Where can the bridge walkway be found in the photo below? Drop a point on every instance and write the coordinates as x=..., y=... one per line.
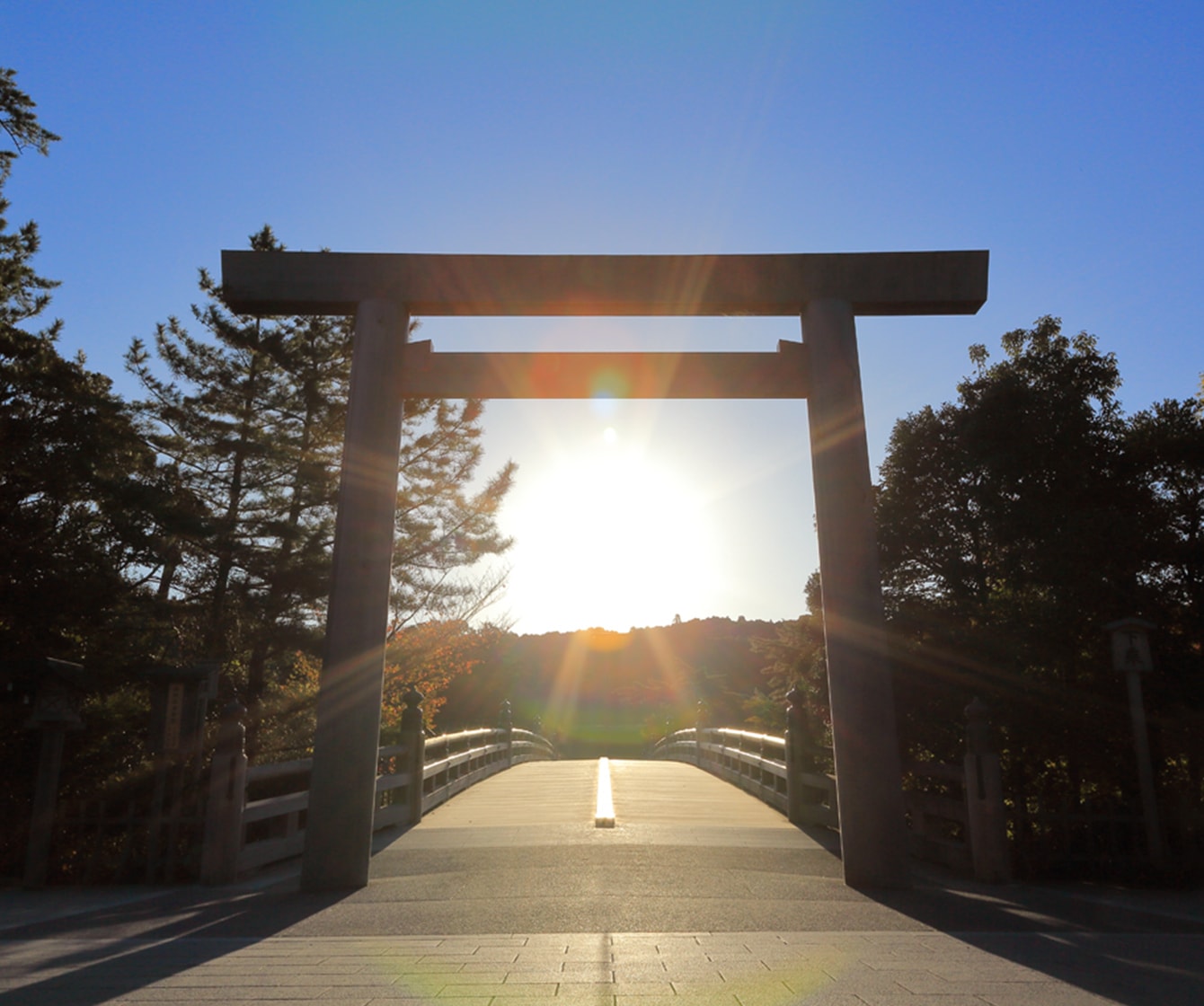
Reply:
x=700, y=896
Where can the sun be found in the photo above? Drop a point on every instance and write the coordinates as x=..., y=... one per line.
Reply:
x=609, y=537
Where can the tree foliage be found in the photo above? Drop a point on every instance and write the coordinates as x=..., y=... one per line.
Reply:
x=1015, y=524
x=250, y=415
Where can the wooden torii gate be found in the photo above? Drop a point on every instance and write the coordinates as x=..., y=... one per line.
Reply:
x=826, y=291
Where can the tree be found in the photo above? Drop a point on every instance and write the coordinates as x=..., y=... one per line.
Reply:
x=251, y=415
x=81, y=499
x=1009, y=534
x=82, y=503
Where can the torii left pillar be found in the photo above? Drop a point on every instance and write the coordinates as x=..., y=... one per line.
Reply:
x=342, y=787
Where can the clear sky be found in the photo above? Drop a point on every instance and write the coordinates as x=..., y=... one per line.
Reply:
x=1065, y=137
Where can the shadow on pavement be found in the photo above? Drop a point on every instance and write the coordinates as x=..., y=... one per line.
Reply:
x=1123, y=946
x=110, y=952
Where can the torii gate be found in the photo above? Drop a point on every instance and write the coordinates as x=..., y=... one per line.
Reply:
x=826, y=291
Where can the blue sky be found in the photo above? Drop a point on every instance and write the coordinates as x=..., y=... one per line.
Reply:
x=1063, y=137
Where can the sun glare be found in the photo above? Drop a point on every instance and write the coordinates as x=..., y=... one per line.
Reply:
x=611, y=538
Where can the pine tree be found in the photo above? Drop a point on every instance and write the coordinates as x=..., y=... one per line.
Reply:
x=252, y=418
x=80, y=496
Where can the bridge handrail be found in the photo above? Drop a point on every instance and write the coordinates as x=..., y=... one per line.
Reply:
x=276, y=822
x=757, y=764
x=950, y=822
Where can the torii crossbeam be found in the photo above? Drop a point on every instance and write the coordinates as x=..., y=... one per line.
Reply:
x=826, y=291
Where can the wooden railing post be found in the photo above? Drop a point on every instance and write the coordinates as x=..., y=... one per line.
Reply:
x=987, y=824
x=796, y=756
x=506, y=723
x=414, y=737
x=224, y=803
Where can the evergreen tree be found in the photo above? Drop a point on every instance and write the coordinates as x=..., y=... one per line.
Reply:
x=252, y=417
x=81, y=499
x=1010, y=526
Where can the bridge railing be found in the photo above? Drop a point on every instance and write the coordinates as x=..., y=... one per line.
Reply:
x=758, y=764
x=955, y=814
x=257, y=815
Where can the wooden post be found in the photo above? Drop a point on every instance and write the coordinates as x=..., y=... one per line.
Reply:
x=54, y=714
x=506, y=722
x=46, y=792
x=864, y=739
x=226, y=800
x=342, y=793
x=796, y=757
x=413, y=736
x=987, y=832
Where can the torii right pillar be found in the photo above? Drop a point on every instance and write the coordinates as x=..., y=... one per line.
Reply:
x=864, y=733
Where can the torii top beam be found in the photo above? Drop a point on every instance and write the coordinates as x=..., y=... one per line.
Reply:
x=873, y=283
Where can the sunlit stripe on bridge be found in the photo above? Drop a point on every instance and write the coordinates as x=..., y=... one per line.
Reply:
x=604, y=812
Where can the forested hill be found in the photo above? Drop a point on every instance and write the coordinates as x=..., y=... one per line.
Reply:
x=598, y=688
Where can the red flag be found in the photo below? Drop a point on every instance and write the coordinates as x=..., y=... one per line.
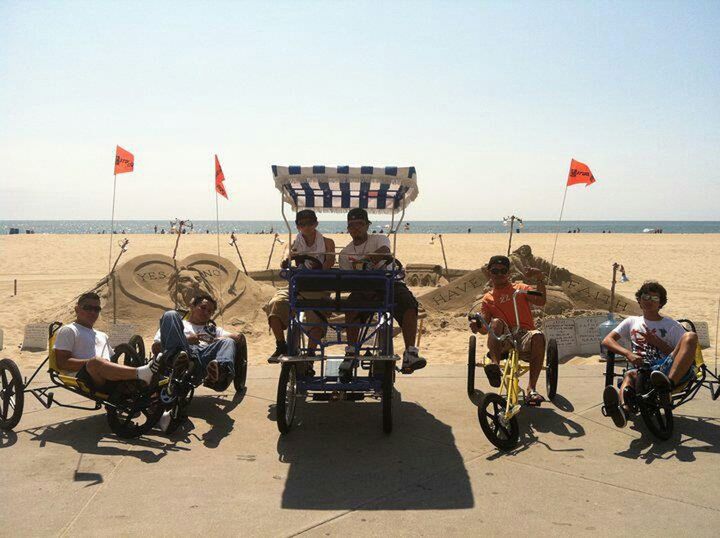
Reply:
x=580, y=174
x=219, y=178
x=124, y=161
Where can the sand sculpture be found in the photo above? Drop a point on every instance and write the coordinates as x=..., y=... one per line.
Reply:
x=566, y=291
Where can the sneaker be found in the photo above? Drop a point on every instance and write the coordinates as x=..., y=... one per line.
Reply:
x=412, y=361
x=612, y=408
x=280, y=349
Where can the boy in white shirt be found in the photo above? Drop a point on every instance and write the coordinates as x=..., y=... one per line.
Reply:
x=658, y=341
x=82, y=349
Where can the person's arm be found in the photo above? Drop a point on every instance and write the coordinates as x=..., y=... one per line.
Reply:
x=329, y=253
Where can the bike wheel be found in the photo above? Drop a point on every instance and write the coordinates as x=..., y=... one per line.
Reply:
x=502, y=434
x=140, y=359
x=12, y=395
x=472, y=345
x=387, y=395
x=286, y=397
x=240, y=364
x=551, y=368
x=133, y=420
x=658, y=419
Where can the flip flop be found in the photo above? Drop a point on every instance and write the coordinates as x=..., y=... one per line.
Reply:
x=534, y=398
x=493, y=373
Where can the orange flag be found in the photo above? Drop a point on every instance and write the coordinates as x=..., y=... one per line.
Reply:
x=124, y=161
x=579, y=174
x=219, y=178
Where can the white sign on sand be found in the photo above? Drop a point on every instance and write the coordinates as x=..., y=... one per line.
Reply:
x=36, y=337
x=120, y=333
x=703, y=333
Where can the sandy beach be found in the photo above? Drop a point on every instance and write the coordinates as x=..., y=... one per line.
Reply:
x=52, y=270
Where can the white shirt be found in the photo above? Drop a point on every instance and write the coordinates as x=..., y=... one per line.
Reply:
x=667, y=329
x=300, y=246
x=82, y=343
x=356, y=256
x=206, y=333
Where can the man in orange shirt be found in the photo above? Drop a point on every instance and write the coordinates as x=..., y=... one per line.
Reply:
x=498, y=310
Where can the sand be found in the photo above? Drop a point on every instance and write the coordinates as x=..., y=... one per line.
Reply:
x=53, y=269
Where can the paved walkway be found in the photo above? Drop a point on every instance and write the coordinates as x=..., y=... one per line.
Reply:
x=336, y=474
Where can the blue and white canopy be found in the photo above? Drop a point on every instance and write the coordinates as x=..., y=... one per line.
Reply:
x=328, y=189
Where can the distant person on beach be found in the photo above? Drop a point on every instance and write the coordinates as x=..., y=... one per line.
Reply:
x=318, y=252
x=371, y=252
x=655, y=340
x=86, y=352
x=498, y=311
x=197, y=343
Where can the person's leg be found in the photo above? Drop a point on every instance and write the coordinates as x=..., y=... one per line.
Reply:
x=537, y=354
x=172, y=333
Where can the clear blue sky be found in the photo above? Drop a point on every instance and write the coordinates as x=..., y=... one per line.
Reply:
x=489, y=100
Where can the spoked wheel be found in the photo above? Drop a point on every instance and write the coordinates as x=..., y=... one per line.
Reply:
x=287, y=397
x=12, y=397
x=140, y=359
x=133, y=421
x=240, y=364
x=551, y=368
x=503, y=434
x=471, y=366
x=658, y=419
x=387, y=394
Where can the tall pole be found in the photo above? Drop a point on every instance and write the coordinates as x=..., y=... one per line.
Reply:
x=112, y=224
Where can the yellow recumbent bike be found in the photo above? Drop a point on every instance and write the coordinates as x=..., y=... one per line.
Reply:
x=497, y=412
x=131, y=410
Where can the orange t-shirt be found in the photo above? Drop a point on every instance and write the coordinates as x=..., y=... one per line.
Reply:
x=498, y=304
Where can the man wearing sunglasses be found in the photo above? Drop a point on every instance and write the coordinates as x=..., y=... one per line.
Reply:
x=82, y=349
x=656, y=340
x=368, y=251
x=314, y=251
x=498, y=310
x=195, y=339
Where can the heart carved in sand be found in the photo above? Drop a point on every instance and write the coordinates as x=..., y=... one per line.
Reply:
x=154, y=280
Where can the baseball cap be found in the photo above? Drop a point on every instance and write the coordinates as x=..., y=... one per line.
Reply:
x=499, y=260
x=358, y=213
x=305, y=214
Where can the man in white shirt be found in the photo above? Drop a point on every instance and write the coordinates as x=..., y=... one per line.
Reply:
x=82, y=349
x=320, y=254
x=198, y=340
x=367, y=251
x=658, y=341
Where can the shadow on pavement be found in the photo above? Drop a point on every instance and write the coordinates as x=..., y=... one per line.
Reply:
x=90, y=435
x=540, y=425
x=338, y=459
x=687, y=431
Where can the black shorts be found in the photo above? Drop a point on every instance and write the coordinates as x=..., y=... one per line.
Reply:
x=109, y=387
x=404, y=301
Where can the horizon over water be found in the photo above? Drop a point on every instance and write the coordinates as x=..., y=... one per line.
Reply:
x=336, y=226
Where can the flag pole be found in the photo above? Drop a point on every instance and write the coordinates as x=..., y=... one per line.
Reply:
x=112, y=224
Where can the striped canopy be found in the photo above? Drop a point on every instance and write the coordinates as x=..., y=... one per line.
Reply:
x=328, y=189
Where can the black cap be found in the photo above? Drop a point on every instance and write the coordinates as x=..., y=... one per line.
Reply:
x=305, y=214
x=499, y=260
x=358, y=213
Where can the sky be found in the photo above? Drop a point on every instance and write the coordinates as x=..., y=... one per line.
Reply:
x=488, y=100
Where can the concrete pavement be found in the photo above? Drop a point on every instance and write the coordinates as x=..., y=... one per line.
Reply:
x=231, y=473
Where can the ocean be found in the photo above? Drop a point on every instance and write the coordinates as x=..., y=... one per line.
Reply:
x=330, y=226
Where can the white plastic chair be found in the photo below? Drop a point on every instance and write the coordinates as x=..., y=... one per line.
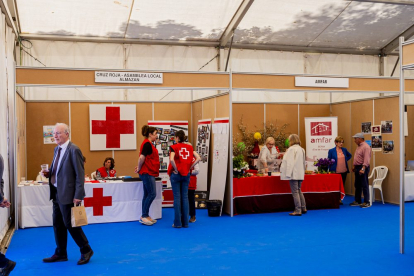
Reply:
x=93, y=175
x=381, y=173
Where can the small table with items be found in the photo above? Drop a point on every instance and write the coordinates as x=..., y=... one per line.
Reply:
x=271, y=194
x=105, y=201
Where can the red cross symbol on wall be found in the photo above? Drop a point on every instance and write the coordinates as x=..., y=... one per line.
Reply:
x=184, y=153
x=113, y=127
x=98, y=201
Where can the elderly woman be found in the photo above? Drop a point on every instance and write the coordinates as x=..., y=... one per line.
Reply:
x=293, y=169
x=341, y=156
x=107, y=170
x=267, y=156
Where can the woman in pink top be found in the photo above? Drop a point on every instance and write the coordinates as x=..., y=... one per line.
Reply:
x=341, y=156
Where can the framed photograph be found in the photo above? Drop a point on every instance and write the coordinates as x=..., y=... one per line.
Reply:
x=386, y=127
x=376, y=130
x=388, y=147
x=48, y=135
x=376, y=143
x=366, y=128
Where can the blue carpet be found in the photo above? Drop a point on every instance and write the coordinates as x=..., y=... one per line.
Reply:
x=347, y=241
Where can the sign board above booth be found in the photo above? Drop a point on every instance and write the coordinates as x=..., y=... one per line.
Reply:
x=128, y=77
x=322, y=82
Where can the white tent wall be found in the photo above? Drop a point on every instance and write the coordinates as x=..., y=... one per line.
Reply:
x=7, y=93
x=186, y=58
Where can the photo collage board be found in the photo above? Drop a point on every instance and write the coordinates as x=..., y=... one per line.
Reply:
x=165, y=139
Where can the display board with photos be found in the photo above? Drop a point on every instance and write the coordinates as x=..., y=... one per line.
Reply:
x=166, y=138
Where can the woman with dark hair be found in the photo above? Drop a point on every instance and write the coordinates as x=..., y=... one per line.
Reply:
x=181, y=163
x=293, y=169
x=148, y=168
x=107, y=170
x=341, y=156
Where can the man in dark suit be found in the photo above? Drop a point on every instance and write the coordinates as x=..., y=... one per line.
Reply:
x=6, y=265
x=66, y=181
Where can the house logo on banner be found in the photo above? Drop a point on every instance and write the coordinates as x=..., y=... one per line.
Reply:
x=320, y=138
x=112, y=127
x=321, y=128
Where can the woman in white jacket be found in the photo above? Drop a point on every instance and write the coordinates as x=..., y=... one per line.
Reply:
x=293, y=169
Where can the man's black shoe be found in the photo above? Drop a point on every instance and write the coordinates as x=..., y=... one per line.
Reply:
x=4, y=271
x=85, y=258
x=55, y=258
x=365, y=205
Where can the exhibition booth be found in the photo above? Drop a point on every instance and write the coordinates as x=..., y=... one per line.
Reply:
x=224, y=104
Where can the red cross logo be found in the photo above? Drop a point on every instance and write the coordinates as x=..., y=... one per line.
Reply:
x=98, y=201
x=113, y=127
x=185, y=154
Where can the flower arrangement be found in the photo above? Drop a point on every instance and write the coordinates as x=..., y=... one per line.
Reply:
x=239, y=165
x=250, y=137
x=323, y=164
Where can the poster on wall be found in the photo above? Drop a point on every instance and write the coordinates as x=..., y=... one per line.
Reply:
x=366, y=127
x=112, y=127
x=320, y=138
x=388, y=147
x=386, y=127
x=376, y=143
x=48, y=135
x=220, y=158
x=202, y=147
x=376, y=130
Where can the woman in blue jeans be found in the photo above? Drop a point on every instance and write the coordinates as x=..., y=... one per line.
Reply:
x=148, y=168
x=181, y=162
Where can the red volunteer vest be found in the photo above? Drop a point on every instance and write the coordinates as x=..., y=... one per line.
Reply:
x=102, y=171
x=183, y=158
x=193, y=179
x=151, y=165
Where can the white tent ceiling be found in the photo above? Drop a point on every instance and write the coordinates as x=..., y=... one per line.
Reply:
x=365, y=27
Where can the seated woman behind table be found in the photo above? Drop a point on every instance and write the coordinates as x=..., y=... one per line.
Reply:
x=267, y=156
x=107, y=170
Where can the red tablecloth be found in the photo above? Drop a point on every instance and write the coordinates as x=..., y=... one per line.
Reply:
x=270, y=194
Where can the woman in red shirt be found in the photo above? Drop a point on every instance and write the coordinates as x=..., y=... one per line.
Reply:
x=148, y=168
x=191, y=190
x=181, y=162
x=107, y=170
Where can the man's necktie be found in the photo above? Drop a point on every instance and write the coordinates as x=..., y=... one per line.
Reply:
x=55, y=165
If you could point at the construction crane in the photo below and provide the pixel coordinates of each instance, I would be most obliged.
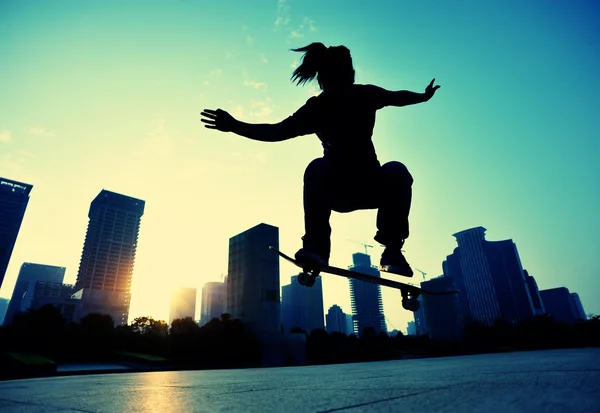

What is required: Nothing but the lines from the beginning of the material through the line with "Where can the sun be" should appear, printed exactly, with no pictures among them.

Exercise output:
Where can the bridge walkway be found in the photo below? Drop a point on every instance and write the coordinates as x=..., y=... one per line.
Reply:
x=700, y=896
Where can the sun be found in the photo above? Drop a point on every instance and write the coordinates as x=..., y=... one per line.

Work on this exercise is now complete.